Data for this exercise =>

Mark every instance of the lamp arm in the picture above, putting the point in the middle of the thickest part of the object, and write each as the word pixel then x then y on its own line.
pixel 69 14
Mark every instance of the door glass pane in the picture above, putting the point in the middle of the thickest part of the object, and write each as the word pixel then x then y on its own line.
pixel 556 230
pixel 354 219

Task description => Could you reproduce every entry above exactly as written?

Result of this task =>
Mark every instance of the lamp arm in the picture above, putting the point in the middle of the thickest part of the object, and write each as the word pixel then x then y on its own line.
pixel 69 14
Mark every instance of the door glass pane in the picture above, putting the point in the middle of the thickest part of the object, and write each as the word pixel then x then y on its own line.
pixel 556 230
pixel 354 219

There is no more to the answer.